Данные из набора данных
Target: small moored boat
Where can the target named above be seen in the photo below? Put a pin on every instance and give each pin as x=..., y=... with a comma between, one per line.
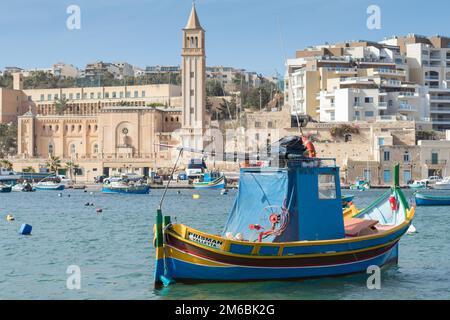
x=48, y=186
x=444, y=184
x=432, y=200
x=418, y=184
x=210, y=181
x=119, y=185
x=4, y=188
x=23, y=187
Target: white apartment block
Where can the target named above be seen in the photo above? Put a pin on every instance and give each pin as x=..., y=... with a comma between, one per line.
x=430, y=67
x=397, y=79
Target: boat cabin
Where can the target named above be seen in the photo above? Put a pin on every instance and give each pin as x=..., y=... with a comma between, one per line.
x=300, y=202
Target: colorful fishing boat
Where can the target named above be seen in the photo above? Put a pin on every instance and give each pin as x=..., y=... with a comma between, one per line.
x=121, y=186
x=287, y=223
x=210, y=181
x=432, y=200
x=420, y=184
x=360, y=185
x=4, y=188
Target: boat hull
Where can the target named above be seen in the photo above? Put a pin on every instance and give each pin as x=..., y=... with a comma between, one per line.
x=219, y=183
x=49, y=188
x=130, y=190
x=187, y=260
x=184, y=271
x=424, y=200
x=5, y=189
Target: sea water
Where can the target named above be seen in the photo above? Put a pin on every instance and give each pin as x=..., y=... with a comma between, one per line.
x=115, y=256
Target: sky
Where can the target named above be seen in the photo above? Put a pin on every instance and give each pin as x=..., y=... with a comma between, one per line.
x=256, y=35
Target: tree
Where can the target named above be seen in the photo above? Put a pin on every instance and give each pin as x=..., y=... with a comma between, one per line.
x=29, y=170
x=8, y=139
x=6, y=81
x=53, y=164
x=61, y=105
x=72, y=168
x=214, y=89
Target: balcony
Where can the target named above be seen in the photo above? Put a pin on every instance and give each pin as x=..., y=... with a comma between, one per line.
x=445, y=110
x=341, y=70
x=406, y=107
x=392, y=72
x=382, y=105
x=391, y=83
x=407, y=94
x=440, y=98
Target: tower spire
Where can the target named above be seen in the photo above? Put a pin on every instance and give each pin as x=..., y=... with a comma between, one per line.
x=193, y=22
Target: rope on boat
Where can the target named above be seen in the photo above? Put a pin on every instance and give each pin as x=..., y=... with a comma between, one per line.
x=170, y=179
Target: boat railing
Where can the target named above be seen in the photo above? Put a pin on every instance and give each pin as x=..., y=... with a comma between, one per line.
x=311, y=162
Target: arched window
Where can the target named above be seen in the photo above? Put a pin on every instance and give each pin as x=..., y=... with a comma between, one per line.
x=406, y=157
x=73, y=149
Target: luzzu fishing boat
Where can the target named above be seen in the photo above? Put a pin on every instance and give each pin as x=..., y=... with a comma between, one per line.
x=211, y=181
x=286, y=223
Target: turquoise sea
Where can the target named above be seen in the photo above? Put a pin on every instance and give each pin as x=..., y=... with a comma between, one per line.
x=114, y=250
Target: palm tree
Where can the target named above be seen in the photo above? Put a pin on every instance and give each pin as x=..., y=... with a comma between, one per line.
x=61, y=105
x=71, y=168
x=53, y=164
x=6, y=164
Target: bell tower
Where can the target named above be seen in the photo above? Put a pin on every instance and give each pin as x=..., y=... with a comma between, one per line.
x=194, y=82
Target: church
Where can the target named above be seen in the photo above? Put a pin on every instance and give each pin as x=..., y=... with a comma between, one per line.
x=110, y=138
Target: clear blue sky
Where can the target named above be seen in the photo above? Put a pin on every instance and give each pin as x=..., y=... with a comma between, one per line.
x=240, y=33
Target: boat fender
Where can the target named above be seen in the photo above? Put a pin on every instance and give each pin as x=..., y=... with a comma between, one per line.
x=25, y=229
x=256, y=227
x=229, y=235
x=166, y=280
x=393, y=203
x=309, y=147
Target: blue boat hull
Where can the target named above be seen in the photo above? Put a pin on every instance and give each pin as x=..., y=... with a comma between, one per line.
x=43, y=188
x=5, y=189
x=422, y=200
x=140, y=190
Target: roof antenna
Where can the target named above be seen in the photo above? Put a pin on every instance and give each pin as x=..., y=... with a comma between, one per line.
x=291, y=92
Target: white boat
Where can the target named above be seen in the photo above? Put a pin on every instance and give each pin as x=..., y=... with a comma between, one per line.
x=65, y=181
x=444, y=184
x=419, y=184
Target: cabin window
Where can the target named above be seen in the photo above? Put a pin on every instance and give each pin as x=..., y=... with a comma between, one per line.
x=327, y=186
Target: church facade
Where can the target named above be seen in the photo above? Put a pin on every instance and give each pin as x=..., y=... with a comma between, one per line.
x=113, y=138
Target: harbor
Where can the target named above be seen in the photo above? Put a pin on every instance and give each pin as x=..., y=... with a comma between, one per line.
x=115, y=254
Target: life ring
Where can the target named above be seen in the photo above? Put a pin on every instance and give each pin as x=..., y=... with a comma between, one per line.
x=309, y=147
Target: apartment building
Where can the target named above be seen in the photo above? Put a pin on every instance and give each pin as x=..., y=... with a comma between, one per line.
x=430, y=67
x=357, y=81
x=227, y=76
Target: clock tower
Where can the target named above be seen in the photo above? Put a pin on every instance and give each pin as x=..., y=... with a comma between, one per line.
x=193, y=82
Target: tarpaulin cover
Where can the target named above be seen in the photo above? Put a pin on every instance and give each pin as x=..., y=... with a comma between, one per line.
x=260, y=193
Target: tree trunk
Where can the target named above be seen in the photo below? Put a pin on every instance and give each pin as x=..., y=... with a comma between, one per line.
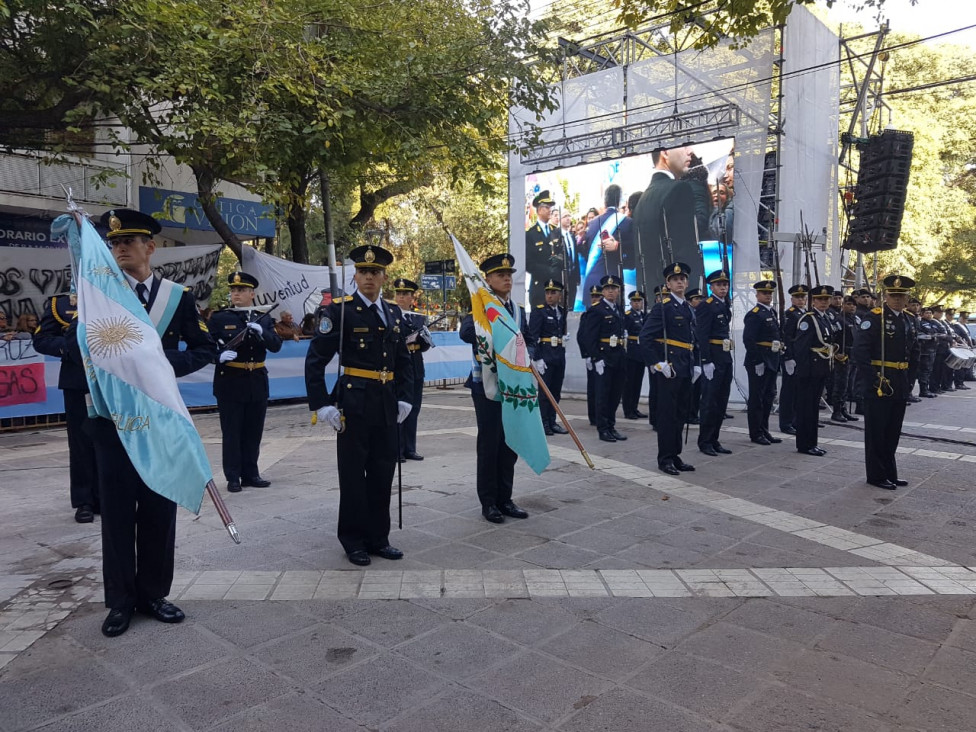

ЧТО НУЖНО СДЕЛАТЬ
Масштабируйте фрагмент данных, который начинается со строки, содержащей «Target: turquoise sea», и заканчивается строкой, содержащей «x=114, y=250» (обе строки включительно). Приведите его полностью, умножив каждую координату в ответах на 1,15 и округлив до целого числа (половины округляются в большую сторону), а весь остальной текст оставьте без изменений.

ОТВЕТ НА ЗАДАНИЕ
Target: turquoise sea
Where can the target named above be seen in the photo above? Put a pin on every instance and give each pin as x=..., y=... with a comma between, one per line.
x=131, y=288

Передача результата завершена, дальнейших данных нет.